Tarefas:
**a)** Que dois tribunais superiores o texto apresentado destaca ao falar da degradação da imagem dos tribunais?
**b)** Passe para uma tabela Markdown as linhas dos registos que vão da linha com "Annotate each instance of the shirt cuff", inclusive, até ao fim dos registos. Use a coluna «N.º» para o número de ordem e a coluna «Linha do registo» para o texto de cada linha, e omita as linhas em branco.

Neste aspecto refira-se a existência de um conflito estrutural sobre quem é, não tanto de facto mas sobretudo de jure, considerado Angolano. E como todos sabemos, para ser angolano de pleno direito é preciso ter nascido no… MPLA, escrevemos nós.

Sobre a aprovação dos dois diplomas relacionados com o Tribunal Constitucional, lamentou a degradação da imagem dos tribunais superiores, particularmente do Tribunal Supremo e do Tribunal Constitucional “por causa dos interesses particulares dos juízes conselheiros na Comissão Nacional Eleitoral, ao ponto de o presidente do Tribunal Supremo ter prestado falsas declarações a este Parlamento, para permitir a tomada de posse do Dr. Manuel Pereira da Silva” (“Manico”), que a UNITA sempre rejeitou.

“Os angolanos não podem permitir que se use o Estado partidário sem limites na competição política por intermédio do poder judicial e do sistema bancário e por via deste comportamento não termos a garantia de eleições livres, justas, transparentes e credíveis”, criticou a deputada da UNITA.

Excertos dos registos:
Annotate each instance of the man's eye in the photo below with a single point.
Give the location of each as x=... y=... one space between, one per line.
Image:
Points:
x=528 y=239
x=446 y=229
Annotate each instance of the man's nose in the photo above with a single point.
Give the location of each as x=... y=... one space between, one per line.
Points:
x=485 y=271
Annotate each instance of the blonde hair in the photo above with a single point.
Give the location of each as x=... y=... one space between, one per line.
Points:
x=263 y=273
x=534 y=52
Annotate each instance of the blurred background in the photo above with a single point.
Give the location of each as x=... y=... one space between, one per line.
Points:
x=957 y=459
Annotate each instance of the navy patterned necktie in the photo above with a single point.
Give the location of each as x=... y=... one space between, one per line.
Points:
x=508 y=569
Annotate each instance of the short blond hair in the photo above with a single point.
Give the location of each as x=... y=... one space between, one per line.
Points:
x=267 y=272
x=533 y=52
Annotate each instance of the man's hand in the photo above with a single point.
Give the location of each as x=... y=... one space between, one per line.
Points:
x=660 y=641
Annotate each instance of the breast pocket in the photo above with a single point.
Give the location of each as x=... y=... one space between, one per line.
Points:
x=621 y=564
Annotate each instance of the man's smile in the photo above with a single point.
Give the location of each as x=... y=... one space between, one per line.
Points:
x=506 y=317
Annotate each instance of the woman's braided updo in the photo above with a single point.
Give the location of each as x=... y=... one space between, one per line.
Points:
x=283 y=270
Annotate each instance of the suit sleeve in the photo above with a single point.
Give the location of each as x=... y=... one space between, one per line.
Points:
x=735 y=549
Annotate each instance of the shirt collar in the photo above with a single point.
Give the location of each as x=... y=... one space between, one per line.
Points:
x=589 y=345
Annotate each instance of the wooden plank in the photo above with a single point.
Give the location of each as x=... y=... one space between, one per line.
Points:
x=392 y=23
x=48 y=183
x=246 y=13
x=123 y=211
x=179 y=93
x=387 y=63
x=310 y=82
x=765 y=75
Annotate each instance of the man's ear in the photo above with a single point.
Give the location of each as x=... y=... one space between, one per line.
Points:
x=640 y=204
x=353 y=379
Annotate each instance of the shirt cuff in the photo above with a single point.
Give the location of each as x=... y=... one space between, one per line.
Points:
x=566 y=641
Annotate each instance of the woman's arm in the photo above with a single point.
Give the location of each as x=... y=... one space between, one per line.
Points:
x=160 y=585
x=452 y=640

Soluções dos exercícios:
**a)** O Tribunal Supremo e o Tribunal Constitucional.

**b)**
| N.º | Linha do registo |
|---|---|
| 1 | Annotate each instance of the shirt cuff in the photo above with a single point. |
| 2 | Give the location of each as x=... y=... one space between, one per line. |
| 3 | Points: |
| 4 | x=566 y=641 |
| 5 | Annotate each instance of the woman's arm in the photo above with a single point. |
| 6 | Give the location of each as x=... y=... one space between, one per line. |
| 7 | Points: |
| 8 | x=160 y=585 |
| 9 | x=452 y=640 |